Since September 2019, I have worked as a science writer for the Waisman Center, a research facility on the University of Wisconsin-Madison medical campus that focuses on the study of neurodegenerative and developmental disabilities. Life on the job is an endless exploration of medicine and biology that I often have little experience in, but that provides an excellent example of why I got into science writing: the chance to jump into topics previously unknown to me and share my findings with others. Much of my job so far is trying to understand rare disorders through the people who have them. It’s challenging in all the right ways and the fact that I can use my writing to help people with disabilities is very meaningful to me.
The following are some examples of my work at the Waisman Center:
“Research has shown voluntary running is an activity most commonly associated with the reversal of negative impacts of aging and neurodegeneration, but little is understood about why that is.” In this research paper, the authors explore the importance of physical activity on a single gene that aids in cognitive health. The discovery could potentially lead to treatments for people with neurodegenerative or cognitive diseases.

^^^^^^^^^^^^^^^^

▶ _ASSIGNMENT_
Can you carry on the Waisman Center writing portfolio from the point where it stops?

^^^^^^^^^^^^^^^^

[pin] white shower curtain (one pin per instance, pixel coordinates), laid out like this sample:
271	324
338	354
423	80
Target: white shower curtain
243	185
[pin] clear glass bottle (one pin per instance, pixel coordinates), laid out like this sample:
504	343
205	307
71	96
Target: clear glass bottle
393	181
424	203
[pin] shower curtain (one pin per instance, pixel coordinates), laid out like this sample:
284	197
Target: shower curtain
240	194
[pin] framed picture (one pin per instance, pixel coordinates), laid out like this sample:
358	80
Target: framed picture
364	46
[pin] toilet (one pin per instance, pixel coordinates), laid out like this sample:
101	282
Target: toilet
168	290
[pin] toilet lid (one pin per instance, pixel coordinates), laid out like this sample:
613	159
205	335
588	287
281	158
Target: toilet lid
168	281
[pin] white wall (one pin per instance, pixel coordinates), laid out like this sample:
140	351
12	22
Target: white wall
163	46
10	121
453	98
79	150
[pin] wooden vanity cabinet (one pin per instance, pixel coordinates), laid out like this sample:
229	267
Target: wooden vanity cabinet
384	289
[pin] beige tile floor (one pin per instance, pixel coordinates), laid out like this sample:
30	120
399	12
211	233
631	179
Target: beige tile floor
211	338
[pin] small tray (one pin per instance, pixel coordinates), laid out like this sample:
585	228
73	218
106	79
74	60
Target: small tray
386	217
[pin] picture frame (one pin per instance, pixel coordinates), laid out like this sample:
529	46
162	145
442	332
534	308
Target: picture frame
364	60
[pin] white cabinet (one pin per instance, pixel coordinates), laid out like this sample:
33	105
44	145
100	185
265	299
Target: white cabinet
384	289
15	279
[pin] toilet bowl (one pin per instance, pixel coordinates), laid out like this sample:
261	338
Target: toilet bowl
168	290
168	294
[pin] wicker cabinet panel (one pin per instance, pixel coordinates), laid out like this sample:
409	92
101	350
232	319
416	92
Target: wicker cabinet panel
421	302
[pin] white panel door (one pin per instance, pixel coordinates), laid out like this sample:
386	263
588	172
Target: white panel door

^^^^^^^^^^^^^^^^

▶ _RESULT_
At a time when biopharmaceutical companies are running at breakneck speeds to produce a vaccine for COVID-19, I consider myself very lucky that I get to be a small part of getting the information out there on at least two companies’ efforts to see that that goal is accomplished.
The ECHO effect
(July 28, 2020)
Access to proper healthcare procedures can be a challenge in states like Wisconsin where so much of the state is so rural. But a new program called ECHO seeks to bridge the gaps that exist by virtually training healthcare professionals to better serve their community. Waisman recently adopted the ECHO model for healthcare training.
Balancing act: what motor function can tell us about autism
(June 15, 2020)
When disease research is combined with machine learning to recognize patterns, really amazing things can happen. In this story, one of our autism investigators wrote a research paper for which she used her Wii balance board to discover some unique motor patterns in individuals with autism.
According to a recent report by the Centers for Disease Control, one in every 54 children in the U.S. is diagnosed with autism. In Wisconsin, the rate is 1 in 60.
The social brain: a beautiful mind
(May 6, 2020)
Sibling studies are important for genetics research because two people who are so similar genetically may provide important insights into why one does or does not inherit a disease. In this piece, a literature review of research on the social brain in young siblings with autism pulls together all of the research on that topic from the previous year and a half into one concise roadmap.
Improved technique illuminates Fragile X protein
(Apr. 9, 2020)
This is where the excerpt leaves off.